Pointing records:
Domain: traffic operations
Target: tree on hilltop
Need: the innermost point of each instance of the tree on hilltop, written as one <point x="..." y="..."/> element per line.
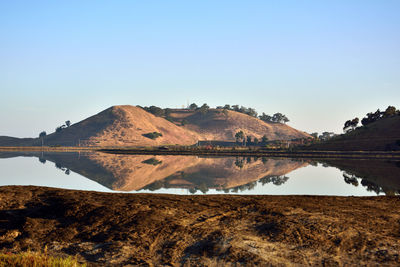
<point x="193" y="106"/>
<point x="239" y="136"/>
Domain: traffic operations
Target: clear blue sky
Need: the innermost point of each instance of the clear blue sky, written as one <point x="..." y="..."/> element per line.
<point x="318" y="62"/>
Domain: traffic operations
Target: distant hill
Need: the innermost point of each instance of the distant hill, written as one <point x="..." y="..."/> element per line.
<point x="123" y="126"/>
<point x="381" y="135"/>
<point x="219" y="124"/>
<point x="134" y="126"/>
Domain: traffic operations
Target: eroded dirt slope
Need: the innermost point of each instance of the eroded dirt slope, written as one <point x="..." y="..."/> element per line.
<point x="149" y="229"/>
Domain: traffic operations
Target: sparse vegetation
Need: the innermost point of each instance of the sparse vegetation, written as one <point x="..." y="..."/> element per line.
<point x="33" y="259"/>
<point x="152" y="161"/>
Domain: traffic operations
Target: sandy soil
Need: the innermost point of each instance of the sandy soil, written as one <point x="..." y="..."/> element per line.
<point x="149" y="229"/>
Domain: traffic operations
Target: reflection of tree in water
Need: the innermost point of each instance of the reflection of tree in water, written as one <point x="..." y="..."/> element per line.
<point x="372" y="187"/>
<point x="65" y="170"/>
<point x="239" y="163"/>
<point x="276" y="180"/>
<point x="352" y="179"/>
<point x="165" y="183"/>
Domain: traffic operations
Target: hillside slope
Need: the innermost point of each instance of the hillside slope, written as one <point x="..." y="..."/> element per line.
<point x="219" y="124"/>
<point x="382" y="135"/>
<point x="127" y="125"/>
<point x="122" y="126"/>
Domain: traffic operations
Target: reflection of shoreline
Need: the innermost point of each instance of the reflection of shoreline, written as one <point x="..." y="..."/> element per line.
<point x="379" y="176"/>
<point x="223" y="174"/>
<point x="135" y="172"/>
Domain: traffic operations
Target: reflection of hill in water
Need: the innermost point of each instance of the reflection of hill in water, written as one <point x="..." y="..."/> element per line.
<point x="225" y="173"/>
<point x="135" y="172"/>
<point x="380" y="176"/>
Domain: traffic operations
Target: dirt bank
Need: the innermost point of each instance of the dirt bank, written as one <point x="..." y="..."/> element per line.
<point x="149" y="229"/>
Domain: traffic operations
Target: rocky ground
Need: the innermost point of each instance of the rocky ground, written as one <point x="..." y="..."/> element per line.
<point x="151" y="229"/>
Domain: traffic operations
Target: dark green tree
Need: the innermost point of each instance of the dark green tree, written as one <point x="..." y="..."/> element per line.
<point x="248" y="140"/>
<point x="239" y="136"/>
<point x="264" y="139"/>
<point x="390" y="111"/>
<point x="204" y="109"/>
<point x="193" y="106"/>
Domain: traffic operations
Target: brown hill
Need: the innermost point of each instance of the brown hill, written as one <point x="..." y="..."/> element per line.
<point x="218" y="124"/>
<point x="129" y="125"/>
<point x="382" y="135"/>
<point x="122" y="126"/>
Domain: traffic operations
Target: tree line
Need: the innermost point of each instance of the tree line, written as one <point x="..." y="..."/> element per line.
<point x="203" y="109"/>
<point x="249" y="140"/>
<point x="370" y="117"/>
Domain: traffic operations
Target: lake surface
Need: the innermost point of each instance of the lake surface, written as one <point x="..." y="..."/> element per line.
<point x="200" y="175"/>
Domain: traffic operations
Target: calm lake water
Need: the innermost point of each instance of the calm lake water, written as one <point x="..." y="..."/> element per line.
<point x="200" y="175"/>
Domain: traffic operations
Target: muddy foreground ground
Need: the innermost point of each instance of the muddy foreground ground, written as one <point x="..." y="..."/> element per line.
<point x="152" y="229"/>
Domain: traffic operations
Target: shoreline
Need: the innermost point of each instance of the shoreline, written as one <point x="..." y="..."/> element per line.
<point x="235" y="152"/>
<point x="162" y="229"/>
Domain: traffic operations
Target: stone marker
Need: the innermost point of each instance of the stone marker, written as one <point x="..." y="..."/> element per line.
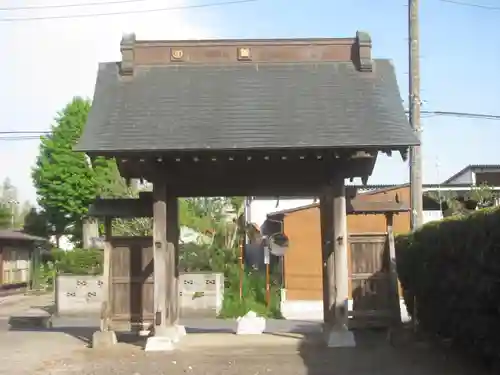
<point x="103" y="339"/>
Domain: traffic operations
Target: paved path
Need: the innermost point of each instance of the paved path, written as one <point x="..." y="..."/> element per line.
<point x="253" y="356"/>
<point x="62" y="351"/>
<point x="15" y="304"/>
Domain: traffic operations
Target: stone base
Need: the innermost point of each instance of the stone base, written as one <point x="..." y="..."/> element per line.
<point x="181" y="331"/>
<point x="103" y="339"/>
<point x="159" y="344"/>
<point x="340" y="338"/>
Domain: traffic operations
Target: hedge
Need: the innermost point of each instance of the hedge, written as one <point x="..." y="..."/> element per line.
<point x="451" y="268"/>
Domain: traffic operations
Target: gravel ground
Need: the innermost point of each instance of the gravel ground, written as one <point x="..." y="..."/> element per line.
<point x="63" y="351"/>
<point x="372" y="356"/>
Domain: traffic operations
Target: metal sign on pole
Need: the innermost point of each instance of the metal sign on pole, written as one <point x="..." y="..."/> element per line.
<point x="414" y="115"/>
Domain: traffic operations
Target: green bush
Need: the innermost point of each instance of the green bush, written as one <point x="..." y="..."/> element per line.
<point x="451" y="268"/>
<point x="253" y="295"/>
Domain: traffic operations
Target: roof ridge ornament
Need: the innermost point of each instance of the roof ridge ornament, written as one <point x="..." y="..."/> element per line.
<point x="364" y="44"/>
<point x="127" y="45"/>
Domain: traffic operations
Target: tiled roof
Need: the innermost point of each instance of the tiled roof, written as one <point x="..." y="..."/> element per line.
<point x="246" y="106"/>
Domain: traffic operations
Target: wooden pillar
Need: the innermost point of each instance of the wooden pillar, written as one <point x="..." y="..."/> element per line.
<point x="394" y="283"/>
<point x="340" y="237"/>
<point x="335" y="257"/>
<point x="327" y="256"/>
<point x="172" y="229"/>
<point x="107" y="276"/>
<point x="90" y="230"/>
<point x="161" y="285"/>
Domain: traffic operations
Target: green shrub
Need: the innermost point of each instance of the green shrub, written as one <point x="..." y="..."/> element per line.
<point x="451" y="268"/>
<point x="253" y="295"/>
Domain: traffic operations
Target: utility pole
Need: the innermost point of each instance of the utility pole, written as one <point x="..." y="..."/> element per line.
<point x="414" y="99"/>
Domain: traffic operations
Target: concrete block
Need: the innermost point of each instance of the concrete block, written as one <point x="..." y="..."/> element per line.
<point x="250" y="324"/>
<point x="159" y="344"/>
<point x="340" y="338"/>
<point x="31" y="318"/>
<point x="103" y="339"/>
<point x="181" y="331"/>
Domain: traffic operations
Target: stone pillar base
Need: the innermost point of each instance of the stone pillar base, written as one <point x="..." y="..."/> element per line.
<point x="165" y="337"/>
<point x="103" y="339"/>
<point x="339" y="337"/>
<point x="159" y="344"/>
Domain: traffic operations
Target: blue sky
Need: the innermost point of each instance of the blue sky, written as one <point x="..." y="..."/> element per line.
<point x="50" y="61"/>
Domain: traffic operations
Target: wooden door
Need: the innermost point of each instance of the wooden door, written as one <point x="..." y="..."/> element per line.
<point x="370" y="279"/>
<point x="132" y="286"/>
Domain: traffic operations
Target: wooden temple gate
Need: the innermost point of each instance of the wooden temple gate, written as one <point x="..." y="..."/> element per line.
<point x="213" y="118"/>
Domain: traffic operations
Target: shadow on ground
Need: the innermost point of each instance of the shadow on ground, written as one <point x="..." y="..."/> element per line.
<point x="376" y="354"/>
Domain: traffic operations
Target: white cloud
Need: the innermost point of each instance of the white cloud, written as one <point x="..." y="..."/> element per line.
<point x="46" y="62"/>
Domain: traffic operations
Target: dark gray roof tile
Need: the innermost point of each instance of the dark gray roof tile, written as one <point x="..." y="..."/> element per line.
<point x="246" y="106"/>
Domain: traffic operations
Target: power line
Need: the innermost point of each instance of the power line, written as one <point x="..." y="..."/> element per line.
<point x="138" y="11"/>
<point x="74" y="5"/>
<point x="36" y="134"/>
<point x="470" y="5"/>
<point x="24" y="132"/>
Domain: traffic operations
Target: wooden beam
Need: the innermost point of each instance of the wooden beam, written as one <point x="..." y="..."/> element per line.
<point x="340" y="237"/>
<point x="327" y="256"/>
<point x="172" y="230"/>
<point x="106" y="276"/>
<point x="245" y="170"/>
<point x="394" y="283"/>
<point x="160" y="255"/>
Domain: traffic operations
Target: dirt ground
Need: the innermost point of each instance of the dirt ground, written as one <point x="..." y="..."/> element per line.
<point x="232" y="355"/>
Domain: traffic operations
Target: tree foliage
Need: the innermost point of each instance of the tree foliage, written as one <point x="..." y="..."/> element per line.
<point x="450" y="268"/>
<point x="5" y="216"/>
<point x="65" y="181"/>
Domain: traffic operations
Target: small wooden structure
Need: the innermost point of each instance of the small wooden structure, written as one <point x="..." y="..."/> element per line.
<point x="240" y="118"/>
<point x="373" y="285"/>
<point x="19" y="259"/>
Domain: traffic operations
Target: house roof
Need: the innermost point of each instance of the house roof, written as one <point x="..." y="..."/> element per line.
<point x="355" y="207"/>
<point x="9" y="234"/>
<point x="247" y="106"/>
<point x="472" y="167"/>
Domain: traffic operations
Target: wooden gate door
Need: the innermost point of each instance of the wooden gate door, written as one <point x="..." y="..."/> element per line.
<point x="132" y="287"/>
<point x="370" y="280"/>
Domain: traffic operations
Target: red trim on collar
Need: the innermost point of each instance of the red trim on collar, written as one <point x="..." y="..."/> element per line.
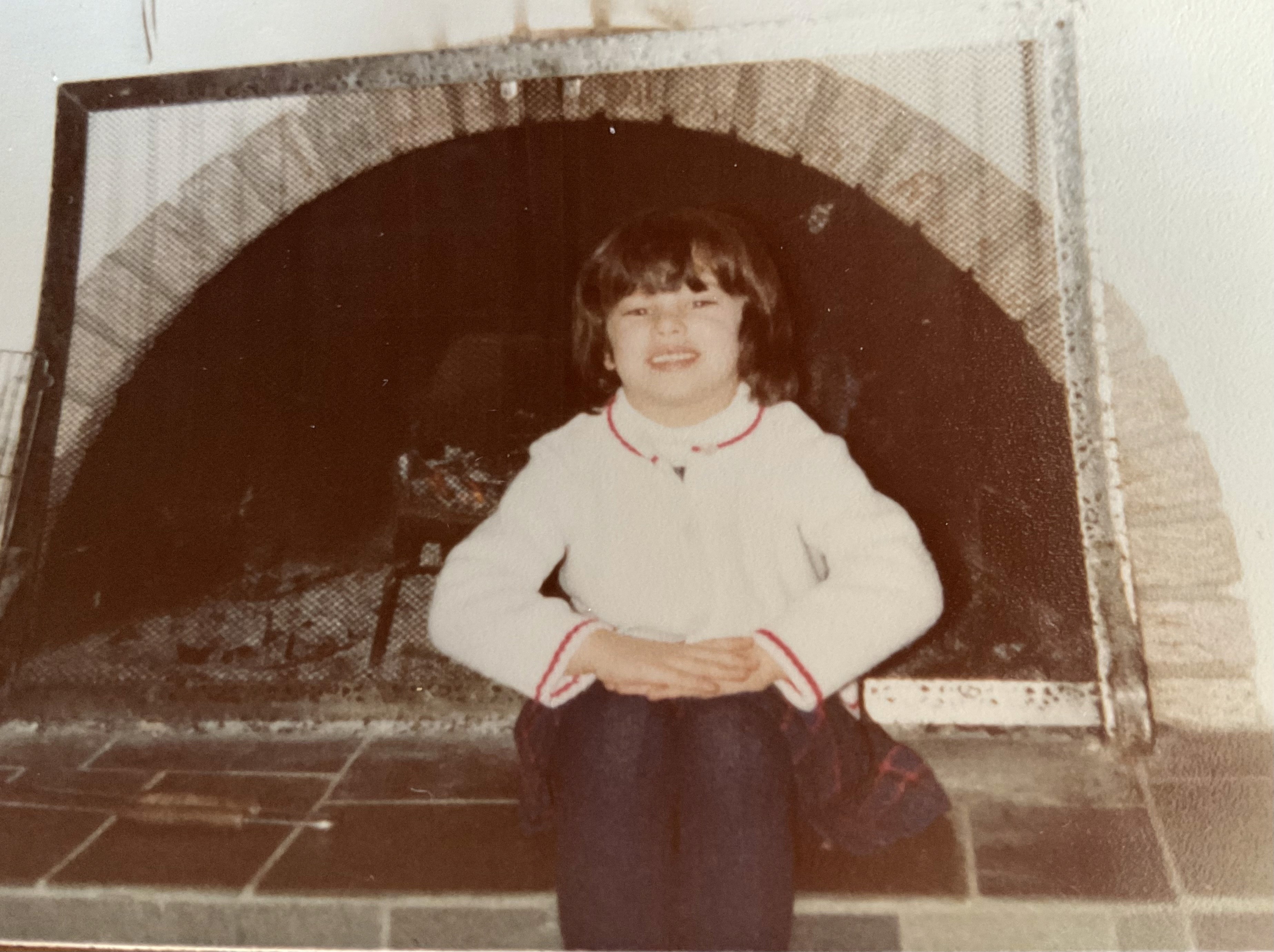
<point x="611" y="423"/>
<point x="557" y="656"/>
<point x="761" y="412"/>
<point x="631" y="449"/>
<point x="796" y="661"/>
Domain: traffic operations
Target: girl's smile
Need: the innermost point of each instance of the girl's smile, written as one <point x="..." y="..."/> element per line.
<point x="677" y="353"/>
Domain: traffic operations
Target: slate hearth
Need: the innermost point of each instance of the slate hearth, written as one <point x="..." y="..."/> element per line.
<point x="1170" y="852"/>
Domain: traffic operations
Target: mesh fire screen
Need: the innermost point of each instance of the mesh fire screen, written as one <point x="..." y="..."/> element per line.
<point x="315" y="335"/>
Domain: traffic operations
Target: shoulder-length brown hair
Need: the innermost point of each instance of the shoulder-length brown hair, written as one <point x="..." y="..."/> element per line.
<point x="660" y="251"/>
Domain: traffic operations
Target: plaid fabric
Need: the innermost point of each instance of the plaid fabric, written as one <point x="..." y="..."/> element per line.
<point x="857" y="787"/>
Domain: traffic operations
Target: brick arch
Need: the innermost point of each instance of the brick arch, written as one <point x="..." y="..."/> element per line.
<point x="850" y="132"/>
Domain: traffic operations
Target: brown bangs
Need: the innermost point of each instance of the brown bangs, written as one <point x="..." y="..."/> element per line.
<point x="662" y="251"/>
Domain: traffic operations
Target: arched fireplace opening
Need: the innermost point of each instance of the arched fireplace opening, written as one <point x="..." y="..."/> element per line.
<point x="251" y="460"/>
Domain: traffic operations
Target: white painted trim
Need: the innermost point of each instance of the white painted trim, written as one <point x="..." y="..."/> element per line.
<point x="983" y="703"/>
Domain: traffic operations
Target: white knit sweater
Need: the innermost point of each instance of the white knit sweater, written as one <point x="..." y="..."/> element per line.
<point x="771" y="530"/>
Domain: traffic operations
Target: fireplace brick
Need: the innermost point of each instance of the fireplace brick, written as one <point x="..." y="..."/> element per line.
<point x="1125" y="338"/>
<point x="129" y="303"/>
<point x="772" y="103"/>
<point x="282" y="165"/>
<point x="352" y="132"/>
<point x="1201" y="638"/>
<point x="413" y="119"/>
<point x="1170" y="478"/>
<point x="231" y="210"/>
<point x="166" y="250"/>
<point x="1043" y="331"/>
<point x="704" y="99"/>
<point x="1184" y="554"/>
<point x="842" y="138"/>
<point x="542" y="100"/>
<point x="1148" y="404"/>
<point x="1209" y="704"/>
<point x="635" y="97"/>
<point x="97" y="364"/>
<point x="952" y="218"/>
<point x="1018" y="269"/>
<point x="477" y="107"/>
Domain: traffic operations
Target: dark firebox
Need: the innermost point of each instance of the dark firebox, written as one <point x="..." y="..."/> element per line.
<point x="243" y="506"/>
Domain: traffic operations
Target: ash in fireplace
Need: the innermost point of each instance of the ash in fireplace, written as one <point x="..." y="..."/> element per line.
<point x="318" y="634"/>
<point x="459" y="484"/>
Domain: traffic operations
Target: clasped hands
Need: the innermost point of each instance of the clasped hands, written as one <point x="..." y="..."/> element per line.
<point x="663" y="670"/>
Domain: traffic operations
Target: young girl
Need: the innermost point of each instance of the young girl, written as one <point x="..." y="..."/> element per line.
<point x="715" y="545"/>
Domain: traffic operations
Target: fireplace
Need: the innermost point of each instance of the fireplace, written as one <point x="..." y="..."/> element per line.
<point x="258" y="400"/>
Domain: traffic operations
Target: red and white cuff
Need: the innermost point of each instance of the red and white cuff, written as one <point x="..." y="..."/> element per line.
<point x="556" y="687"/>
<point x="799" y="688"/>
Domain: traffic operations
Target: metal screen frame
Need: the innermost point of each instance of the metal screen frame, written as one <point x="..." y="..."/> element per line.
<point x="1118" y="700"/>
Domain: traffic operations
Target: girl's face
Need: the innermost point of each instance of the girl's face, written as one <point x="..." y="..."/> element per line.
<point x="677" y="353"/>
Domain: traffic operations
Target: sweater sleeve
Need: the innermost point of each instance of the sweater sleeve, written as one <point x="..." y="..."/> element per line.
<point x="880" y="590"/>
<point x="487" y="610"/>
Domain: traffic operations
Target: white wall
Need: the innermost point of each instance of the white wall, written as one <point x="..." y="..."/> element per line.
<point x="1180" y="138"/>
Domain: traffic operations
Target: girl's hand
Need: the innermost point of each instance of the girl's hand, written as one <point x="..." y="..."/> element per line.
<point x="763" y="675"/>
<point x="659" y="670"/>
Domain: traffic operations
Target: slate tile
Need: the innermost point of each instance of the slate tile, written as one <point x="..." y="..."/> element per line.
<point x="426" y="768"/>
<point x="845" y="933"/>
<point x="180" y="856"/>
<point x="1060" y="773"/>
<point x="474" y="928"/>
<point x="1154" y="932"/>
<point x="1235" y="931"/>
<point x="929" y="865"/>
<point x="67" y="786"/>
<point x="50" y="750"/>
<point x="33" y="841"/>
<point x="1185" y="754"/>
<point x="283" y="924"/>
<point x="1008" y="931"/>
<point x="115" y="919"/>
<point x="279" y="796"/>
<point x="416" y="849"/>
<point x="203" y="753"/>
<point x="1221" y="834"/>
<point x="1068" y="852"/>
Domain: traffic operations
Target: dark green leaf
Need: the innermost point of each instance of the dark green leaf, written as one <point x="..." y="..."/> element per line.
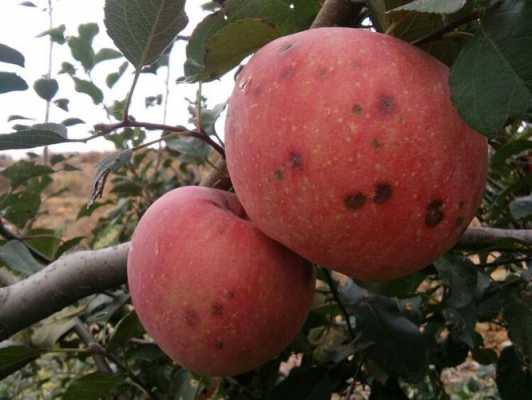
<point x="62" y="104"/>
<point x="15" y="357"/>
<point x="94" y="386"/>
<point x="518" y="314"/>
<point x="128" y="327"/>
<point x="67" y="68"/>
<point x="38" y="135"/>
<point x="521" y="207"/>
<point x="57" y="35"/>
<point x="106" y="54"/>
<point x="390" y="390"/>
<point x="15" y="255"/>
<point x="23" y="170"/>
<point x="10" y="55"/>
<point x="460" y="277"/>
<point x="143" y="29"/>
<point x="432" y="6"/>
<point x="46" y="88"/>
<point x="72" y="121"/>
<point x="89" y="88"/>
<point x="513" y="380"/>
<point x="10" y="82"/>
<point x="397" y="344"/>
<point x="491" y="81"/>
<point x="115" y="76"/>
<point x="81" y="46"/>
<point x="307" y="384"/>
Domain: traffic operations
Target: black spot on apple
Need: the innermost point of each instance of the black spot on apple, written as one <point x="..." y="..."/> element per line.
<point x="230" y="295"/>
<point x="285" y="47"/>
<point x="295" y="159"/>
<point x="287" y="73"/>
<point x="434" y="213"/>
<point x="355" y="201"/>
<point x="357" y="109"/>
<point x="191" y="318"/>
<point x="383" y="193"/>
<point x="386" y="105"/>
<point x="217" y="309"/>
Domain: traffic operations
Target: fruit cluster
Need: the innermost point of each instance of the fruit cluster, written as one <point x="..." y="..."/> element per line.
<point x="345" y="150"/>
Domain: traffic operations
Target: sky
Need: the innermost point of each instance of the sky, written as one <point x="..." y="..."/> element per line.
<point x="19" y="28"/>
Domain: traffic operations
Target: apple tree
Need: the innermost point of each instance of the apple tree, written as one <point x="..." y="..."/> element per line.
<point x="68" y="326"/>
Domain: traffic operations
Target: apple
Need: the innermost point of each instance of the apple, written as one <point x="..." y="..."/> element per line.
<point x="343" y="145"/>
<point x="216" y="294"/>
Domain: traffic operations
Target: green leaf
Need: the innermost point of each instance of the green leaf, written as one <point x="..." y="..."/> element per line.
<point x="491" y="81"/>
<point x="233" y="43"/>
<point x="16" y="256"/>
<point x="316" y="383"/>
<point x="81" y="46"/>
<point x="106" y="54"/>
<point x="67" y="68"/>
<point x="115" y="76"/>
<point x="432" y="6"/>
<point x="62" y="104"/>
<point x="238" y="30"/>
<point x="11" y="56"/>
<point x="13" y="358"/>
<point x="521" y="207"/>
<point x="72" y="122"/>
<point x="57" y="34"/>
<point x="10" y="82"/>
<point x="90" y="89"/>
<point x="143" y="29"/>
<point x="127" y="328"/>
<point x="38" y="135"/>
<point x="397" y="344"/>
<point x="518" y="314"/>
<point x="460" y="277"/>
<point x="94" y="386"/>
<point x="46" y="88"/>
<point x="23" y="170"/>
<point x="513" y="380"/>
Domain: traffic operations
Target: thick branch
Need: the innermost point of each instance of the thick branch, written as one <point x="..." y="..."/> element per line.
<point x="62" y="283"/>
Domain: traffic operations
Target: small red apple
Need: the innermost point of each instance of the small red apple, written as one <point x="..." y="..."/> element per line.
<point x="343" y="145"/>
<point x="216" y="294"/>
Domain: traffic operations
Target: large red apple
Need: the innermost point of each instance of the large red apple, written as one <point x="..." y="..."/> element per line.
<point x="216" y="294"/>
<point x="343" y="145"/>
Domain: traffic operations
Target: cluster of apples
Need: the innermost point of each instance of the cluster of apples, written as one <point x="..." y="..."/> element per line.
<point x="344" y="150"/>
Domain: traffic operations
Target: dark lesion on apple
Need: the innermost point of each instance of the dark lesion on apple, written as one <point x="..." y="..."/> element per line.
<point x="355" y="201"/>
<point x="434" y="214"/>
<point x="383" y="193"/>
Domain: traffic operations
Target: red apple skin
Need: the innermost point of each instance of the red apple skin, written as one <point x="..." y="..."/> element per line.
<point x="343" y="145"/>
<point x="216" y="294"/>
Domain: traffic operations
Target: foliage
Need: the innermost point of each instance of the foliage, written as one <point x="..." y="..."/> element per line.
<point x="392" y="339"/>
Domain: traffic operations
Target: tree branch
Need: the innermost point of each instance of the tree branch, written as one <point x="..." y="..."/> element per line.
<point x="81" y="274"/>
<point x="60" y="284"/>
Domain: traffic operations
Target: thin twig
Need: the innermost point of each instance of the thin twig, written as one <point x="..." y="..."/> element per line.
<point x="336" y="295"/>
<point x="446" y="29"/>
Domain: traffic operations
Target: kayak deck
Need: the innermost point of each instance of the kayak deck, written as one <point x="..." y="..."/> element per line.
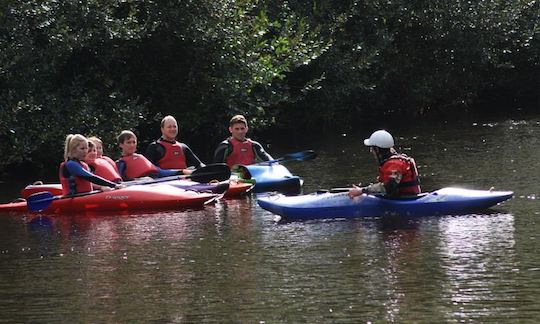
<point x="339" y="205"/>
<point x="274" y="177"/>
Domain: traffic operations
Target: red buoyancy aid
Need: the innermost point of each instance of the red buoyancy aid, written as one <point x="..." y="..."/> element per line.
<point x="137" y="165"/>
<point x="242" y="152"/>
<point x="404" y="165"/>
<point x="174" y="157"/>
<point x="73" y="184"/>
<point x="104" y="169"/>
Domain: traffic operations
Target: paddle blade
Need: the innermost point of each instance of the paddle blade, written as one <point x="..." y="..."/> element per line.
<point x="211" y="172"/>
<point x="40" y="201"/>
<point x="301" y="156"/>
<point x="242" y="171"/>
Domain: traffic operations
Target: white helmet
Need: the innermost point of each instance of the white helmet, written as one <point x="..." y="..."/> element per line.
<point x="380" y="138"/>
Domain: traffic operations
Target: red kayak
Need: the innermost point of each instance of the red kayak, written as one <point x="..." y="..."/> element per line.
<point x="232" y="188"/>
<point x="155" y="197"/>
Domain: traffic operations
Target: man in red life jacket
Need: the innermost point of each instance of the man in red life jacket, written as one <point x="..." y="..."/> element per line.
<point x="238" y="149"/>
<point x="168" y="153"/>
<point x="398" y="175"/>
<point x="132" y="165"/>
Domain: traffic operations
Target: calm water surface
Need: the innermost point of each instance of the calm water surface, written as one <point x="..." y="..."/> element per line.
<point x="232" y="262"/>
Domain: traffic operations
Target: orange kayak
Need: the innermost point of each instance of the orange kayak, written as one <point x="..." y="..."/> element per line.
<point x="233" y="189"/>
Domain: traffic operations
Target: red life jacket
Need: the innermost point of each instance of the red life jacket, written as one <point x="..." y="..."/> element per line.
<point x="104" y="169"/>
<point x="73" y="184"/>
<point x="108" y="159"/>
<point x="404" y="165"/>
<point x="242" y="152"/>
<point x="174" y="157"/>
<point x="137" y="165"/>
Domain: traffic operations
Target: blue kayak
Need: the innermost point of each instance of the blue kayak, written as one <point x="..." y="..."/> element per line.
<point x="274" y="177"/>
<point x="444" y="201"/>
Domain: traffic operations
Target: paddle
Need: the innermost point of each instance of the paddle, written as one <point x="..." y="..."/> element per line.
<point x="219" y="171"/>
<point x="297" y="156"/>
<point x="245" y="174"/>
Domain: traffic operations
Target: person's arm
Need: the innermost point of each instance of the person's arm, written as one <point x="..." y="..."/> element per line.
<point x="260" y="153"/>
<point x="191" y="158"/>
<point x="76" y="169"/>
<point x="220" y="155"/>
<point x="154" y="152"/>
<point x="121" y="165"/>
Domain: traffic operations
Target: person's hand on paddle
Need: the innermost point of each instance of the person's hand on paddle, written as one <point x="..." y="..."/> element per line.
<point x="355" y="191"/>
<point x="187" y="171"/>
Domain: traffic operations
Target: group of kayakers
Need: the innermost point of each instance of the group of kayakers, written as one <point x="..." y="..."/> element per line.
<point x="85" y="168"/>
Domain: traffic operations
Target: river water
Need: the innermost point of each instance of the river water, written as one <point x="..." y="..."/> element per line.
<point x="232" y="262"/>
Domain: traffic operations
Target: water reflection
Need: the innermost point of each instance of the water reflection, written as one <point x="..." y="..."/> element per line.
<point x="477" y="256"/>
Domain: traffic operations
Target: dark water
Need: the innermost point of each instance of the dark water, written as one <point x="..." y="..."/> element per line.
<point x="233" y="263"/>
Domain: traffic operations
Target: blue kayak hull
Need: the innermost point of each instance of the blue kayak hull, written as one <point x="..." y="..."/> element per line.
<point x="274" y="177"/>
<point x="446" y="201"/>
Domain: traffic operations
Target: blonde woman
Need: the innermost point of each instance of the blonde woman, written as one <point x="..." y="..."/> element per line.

TASK OBJECTIVE:
How many lines in the data above contain the string "leaf"? Case counts. Reply with the number only.

EXPECTED ANSWER:
4